Render every entry verbatim.

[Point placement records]
——

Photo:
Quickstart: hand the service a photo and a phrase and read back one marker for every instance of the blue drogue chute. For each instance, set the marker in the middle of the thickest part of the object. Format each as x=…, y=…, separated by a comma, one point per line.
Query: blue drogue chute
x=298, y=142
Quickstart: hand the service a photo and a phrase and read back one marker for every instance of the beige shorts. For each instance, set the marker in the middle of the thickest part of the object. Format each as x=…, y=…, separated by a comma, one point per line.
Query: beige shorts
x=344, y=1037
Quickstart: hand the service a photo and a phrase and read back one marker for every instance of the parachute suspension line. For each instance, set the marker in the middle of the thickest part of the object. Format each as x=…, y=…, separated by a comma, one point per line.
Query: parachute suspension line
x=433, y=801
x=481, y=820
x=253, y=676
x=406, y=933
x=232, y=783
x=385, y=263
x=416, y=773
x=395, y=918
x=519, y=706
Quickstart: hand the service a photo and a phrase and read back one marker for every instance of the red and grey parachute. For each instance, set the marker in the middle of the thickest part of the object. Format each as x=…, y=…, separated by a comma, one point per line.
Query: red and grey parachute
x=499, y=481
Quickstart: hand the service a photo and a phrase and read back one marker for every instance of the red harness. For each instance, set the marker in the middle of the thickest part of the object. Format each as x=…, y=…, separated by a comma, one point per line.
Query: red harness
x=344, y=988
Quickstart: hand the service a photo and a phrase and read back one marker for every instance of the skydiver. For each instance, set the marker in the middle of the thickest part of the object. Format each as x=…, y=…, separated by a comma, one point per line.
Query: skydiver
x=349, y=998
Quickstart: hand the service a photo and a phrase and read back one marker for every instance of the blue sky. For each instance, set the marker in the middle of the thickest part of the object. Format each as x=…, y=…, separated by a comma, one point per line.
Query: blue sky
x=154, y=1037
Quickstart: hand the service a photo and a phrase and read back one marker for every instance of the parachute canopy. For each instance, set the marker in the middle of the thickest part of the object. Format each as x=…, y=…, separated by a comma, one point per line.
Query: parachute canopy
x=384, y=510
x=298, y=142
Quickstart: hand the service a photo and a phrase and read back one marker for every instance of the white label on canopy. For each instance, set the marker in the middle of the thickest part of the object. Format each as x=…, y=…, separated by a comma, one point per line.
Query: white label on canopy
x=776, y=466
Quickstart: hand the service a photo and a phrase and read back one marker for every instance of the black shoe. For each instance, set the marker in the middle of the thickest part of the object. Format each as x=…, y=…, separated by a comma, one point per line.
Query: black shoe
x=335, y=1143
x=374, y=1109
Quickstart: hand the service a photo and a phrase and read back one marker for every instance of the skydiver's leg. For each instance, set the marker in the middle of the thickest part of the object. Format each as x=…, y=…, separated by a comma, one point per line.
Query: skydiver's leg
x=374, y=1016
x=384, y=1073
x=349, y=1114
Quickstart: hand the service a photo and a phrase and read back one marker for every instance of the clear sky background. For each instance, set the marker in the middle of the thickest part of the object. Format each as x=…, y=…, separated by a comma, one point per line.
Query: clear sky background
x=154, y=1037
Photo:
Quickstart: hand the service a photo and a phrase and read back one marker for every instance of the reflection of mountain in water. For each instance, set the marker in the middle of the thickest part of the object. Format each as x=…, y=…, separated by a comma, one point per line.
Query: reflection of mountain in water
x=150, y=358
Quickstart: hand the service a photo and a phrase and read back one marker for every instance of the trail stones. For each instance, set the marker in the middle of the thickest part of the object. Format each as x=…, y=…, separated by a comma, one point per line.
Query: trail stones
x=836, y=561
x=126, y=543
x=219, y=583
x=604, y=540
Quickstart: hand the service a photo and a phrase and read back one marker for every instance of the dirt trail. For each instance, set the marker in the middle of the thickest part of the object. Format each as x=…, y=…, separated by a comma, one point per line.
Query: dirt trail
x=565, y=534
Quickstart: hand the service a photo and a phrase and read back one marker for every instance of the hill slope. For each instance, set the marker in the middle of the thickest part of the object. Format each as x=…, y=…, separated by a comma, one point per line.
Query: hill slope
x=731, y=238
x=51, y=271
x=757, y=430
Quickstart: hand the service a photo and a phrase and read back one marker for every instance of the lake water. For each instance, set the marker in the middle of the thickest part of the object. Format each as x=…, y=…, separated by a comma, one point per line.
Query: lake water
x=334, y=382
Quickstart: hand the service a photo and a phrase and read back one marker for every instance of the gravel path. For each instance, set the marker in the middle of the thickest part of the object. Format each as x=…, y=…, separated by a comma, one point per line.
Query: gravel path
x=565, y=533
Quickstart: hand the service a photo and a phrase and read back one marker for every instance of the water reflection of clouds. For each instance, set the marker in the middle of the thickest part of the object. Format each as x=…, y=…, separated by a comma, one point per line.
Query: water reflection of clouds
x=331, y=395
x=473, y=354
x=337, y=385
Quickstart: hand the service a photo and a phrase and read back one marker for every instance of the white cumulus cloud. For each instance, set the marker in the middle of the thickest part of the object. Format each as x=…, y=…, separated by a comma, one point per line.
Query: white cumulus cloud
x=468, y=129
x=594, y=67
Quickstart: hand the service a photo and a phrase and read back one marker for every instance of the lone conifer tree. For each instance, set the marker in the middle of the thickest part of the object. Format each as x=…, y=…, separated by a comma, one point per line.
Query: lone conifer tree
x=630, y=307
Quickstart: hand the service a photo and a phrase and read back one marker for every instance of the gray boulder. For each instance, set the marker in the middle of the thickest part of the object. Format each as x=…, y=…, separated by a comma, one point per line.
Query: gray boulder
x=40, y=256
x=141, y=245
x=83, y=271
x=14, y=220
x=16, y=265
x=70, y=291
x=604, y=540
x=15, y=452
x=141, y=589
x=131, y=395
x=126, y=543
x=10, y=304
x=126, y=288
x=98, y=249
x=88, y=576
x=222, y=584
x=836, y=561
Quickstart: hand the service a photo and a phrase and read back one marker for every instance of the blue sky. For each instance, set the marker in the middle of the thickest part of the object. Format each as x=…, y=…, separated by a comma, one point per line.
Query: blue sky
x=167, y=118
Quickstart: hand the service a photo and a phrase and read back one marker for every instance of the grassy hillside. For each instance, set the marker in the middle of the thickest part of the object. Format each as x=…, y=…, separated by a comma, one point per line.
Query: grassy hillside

——

[RESULT FOR THIS TASK]
Photo:
Quickstart: hand the service a photo and a phrase and read back one marker for every instance of the blue drogue chute. For each instance, set the marker in the middle of the thickest part of the object. Format each as x=…, y=…, separated by a comma, one point per line.
Query: blue drogue chute
x=298, y=142
Quickstart: hand the service a photo and a phrase and read back one marker for every instance of the beige shorts. For each instance, set the marker in the middle of the thickest part of the object. Format each as x=…, y=…, separated by a comma, one point per line.
Query: beige shorts
x=344, y=1037
Quickstart: hand the service a photo and a phrase and read back one marker for every instance of the parachute suspension line. For each instance, set the marker in the middle of the thickest part of the object. Format each as x=…, y=…, separated by a comma, one point per line.
Query: parachute suspension line
x=433, y=801
x=481, y=820
x=253, y=676
x=406, y=933
x=232, y=783
x=385, y=263
x=416, y=773
x=395, y=918
x=519, y=706
Quickstart: hand the service a photo and a phrase and read back one marker for every instance of the red and grey parachute. For each instance, set the marker in the middle of the thickest part of the object. Format each as x=…, y=…, separated by a comma, one point per line.
Query: red and grey parachute
x=499, y=481
Quickstart: hand the service a photo and a phrase and read back one marker for every instance of the red harness. For each instance, set the marker in the middle of the thickest part of the object. Format each as x=…, y=…, separated by a comma, one point per line.
Query: red harness
x=344, y=988
Quickstart: hand the service a photo and a phrase and read back one marker for every instance of the skydiver. For each instance, set the marker in the middle of the thickest part of the object. Format each as x=…, y=…, separated by a comma, one point per line.
Query: skydiver
x=349, y=998
Quickstart: hand the service a photo and a phrase and read back one marker for every instance of the blue sky. For each instance, set the marker in the middle of the thickest part of the object. Format each as x=…, y=…, separated by a comma, one point per line.
Query: blue sky
x=154, y=1037
Quickstart: hand the service a photo and a phrase and read back one marker for every instance of the parachute canopy. For each instance, set the marker in the middle of the thickest part of the object. Format each as x=…, y=…, separated by a comma, one point per line.
Query: parachute canopy
x=384, y=510
x=298, y=142
Quickstart: hand the service a photo and a phrase and read back one marker for every instance of the white label on canopy. For each instance, set the marker in the middle of the thickest part of the object. Format each as x=…, y=…, separated by a comma, one point per line.
Query: white label on canopy
x=776, y=466
Quickstart: hand the service a photo and a phrase and read back one marker for every instance of the black shoe. For each instance, set the marker in the middle of the thickest part of the object. Format each as x=…, y=…, separated by a comma, one point per line.
Query: black shoe
x=335, y=1143
x=374, y=1109
Quickstart: hand the service a photo and a phrase and read back one marker for every instance of the skydiver's leg. For each instance, set the marker in the middle of the thickest part of the object. Format each as x=…, y=…, separated by a comma, one point per line.
Query: skydiver's leg
x=374, y=1016
x=384, y=1073
x=349, y=1114
Quickstart: hand the service a photo and a phrase and read back one marker for every instance of the clear sky background. For each instance, set the marker in the middle of the thickest part of the object. Format each as x=…, y=…, separated by a comma, one point per line.
Query: clear sky background
x=154, y=1037
Photo:
Quickstart: hand the service a photo and a phrase and read back one marker for every instance of the reflection of mountain in water. For each instance, set the marker in the middle of the thickest part of the object. Format each as x=…, y=…, separated by a comma, one point per line.
Query: reflection of mountain in water
x=150, y=358
Quickstart: hand the service a photo and a phrase and read back one marker for every instance of the trail stones. For each instance, set the marker in the middle of the thickest part of the object. Format each as x=…, y=…, separated by a comma, one point per line.
Query: trail stones
x=836, y=561
x=126, y=543
x=219, y=583
x=604, y=540
Quickstart: hand the service a photo and a phrase and read back one marker for every instance of the dirt trail. For each instance, set the marker in the middle of the thickest part of the object. Format each as x=…, y=…, separated by a comma, one point per line.
Query: dirt trail
x=565, y=534
Quickstart: hand the service a photo and a phrase and read back one marker for every instance of the hill slope. For each instance, set the marker in the middle of the thickest part of the object. Format each as x=…, y=…, separated by a comma, one point per line.
Query: hill slope
x=731, y=238
x=51, y=271
x=757, y=430
Quickstart: hand the service a photo and a phrase and read back one marker for every instance of the lake water. For each instance, set the marker in the middle of the thickest part of the object. Format each as x=…, y=…, separated by a comma, one point per line.
Query: lake water
x=334, y=382
Quickstart: hand the service a photo and a phrase and read back one marker for every instance of the gravel path. For each instance, set the marker in the middle of the thickest part of the object. Format each as x=…, y=…, separated by a comma, one point per line.
Query: gravel path
x=565, y=533
Quickstart: hand the service a photo and a phrase and read back one marker for every instance of the water reflection of clouds. For each instance, set the marker in the middle of the thickest part of the object. Format each as x=…, y=…, separated by a comma, one point per line.
Query: water reflection of clouds
x=331, y=395
x=473, y=354
x=337, y=385
Quickstart: hand the service a photo and a phrase and read back one marker for every instance of the white cumulus cloud. For each instance, set the marker in the middle of the thickest part of the object. Format each as x=…, y=…, separated by a comma, one point per line.
Query: white cumulus cloud
x=468, y=129
x=594, y=67
Quickstart: hand the service a photo and a phrase and read back one marker for every instance of the lone conifer tree. For each instance, set the marker in the middle of the thickest part of the object. Format each as x=…, y=…, separated by a comma, one point per line.
Query: lone conifer tree
x=630, y=307
Quickstart: hand the service a photo and a phrase and read back one marker for every instance of the gray boulder. For each instance, set the marker in the middle of the thickest part of the object. Format each as x=…, y=…, separated by a comma, one point per line.
Query: gray boulder
x=40, y=256
x=141, y=245
x=83, y=271
x=14, y=220
x=16, y=265
x=70, y=291
x=604, y=540
x=15, y=452
x=141, y=589
x=131, y=395
x=126, y=543
x=10, y=304
x=126, y=288
x=98, y=249
x=88, y=576
x=222, y=584
x=836, y=561
Quickstart: hand the service a photo and a phrase and read back one marker for every instance of the blue sky. For each instance, set the marker in the middle of the thickest part of the object. Format each as x=…, y=…, separated by a comma, one point per line.
Query: blue sky
x=167, y=118
Quickstart: hand the service a photo and a phrase and read back one marker for every instance of the grassy hillside. For each instance, set the marker in the middle of the thickest part of the object. Format each as x=…, y=…, separated by a comma, one point per line.
Query: grassy hillside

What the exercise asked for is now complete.